**ASSIGNMENT**
Output every line below without omitting or altering anything.

Top of DATA

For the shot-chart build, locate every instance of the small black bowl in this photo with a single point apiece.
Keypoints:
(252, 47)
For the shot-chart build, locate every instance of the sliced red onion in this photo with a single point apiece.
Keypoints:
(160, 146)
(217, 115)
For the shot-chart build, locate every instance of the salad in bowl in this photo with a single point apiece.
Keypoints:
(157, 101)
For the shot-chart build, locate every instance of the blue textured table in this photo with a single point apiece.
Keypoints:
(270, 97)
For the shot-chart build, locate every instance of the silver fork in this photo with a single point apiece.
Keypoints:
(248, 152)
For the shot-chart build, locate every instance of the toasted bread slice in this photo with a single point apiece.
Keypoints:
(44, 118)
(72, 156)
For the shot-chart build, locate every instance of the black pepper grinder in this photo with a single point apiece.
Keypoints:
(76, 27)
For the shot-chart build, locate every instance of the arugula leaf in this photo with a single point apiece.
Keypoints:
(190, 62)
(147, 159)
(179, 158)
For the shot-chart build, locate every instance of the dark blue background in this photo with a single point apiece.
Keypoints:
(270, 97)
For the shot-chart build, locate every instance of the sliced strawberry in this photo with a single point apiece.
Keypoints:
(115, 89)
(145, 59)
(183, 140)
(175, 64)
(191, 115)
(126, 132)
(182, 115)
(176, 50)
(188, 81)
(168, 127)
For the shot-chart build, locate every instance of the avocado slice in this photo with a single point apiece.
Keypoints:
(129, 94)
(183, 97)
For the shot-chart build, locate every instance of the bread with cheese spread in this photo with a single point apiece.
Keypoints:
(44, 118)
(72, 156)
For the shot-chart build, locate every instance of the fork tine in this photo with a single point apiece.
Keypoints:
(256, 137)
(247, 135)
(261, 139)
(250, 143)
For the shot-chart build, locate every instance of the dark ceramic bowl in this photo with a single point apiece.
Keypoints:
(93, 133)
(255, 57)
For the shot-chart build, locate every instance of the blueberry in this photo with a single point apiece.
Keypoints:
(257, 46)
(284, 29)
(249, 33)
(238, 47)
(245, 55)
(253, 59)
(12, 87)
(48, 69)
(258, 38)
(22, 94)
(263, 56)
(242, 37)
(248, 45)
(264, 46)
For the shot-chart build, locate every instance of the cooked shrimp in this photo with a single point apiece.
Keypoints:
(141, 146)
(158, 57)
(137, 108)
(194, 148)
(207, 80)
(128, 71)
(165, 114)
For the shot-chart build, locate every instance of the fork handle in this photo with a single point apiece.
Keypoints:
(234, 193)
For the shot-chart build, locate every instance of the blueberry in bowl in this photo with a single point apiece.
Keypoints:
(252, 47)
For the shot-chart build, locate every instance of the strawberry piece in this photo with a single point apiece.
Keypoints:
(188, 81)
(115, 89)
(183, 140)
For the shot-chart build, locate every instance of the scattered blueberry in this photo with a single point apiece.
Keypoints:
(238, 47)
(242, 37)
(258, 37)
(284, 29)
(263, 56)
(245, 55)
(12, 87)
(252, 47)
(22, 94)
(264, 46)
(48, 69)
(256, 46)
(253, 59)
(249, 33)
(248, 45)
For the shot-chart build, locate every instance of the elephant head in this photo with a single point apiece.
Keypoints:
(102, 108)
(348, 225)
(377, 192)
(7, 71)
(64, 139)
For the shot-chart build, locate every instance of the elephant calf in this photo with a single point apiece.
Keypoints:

Bottom of DATA

**ANSWER TO THE PROBLEM**
For the shot-chart build, locate every instance of the small black bowl in this photo with a single point apiece.
Keypoints:
(252, 47)
For the shot-chart build, locate every instance of the sliced red onion in this photo with a single point apiece.
Keypoints:
(160, 146)
(217, 115)
For the shot-chart build, locate every instance of the salad in bowl in this photo with a single point apiece.
Keypoints:
(157, 101)
For the shot-chart build, locate every instance of the blue textured table in this photo with a single point apiece.
Keypoints:
(270, 97)
For the shot-chart build, locate every instance of the silver fork in this photo with a single point apiece.
Keypoints:
(248, 152)
For the shot-chart build, locate every instance of the toasted bread slice in this photo with a single point apiece.
Keypoints:
(44, 118)
(72, 156)
For the shot-chart build, locate every instance of the black pepper grinder in this photo with a single point apiece.
Keypoints:
(76, 27)
For the shot-chart build, locate every instance of the arugula leaf in this photo with a single point apiece.
Keypoints:
(190, 62)
(147, 159)
(179, 158)
For the shot-chart build, locate every instance of the dark blue background in this photo with a single point apiece.
Keypoints:
(270, 97)
For the shot-chart build, locate every instance of the sliced strawberry in this photo with a single point apiece.
Keypoints:
(115, 89)
(145, 59)
(183, 140)
(175, 64)
(191, 115)
(126, 132)
(182, 115)
(176, 50)
(188, 81)
(168, 127)
For the shot-chart build, locate every instance of the avocado slice in this photo with a single point apiece.
Keypoints:
(129, 94)
(183, 97)
For the shot-chart build, locate every instance of the bread with cheese spread in this photo with a single point apiece.
Keypoints:
(44, 118)
(72, 156)
For the shot-chart build, locate every instance of the fork tine in this photo with a single point apiece.
Keypoints:
(256, 137)
(247, 135)
(261, 139)
(250, 143)
For the shot-chart build, locate every instance of the dark ceramic bowl in this photo with a single point apiece.
Keypoints:
(93, 133)
(255, 57)
For the shot-chart build, locate every instance of the blueberry in this photo with a single point apiece.
Keypoints:
(257, 46)
(284, 29)
(249, 33)
(238, 47)
(245, 55)
(253, 59)
(12, 87)
(48, 69)
(258, 38)
(22, 94)
(263, 56)
(242, 37)
(248, 45)
(264, 46)
For the shot-chart build, locate every instance of the cooked shrimp in this photo with a single point apiece.
Keypoints:
(141, 146)
(158, 57)
(137, 108)
(194, 148)
(207, 80)
(128, 71)
(165, 114)
For the shot-chart build, locate every instance of the fork handle in this photo with a single point apiece.
Keypoints:
(234, 193)
For the shot-chart build, locate every instance of the blueberry in bowl in this photo with a single point apiece.
Keypoints:
(252, 47)
For the shot-chart build, locate every instance of the strawberry piece in this photo with a single point apiece.
Keypoints:
(188, 81)
(115, 89)
(183, 140)
For the shot-chart build, locate every instance of the scattered blueberry in this photo with a single point apiece.
Keypoints:
(238, 47)
(242, 37)
(258, 37)
(284, 29)
(263, 56)
(245, 55)
(12, 87)
(252, 47)
(22, 94)
(264, 46)
(48, 69)
(256, 46)
(253, 59)
(249, 33)
(248, 45)
For the shot-chart build, locate every instance of the elephant head in this photo with a single point apiece.
Keypoints:
(102, 108)
(348, 225)
(377, 192)
(7, 71)
(64, 139)
For the shot-chart build, locate every instance of the elephant calf in this photo with a single point apiece.
Keypoints:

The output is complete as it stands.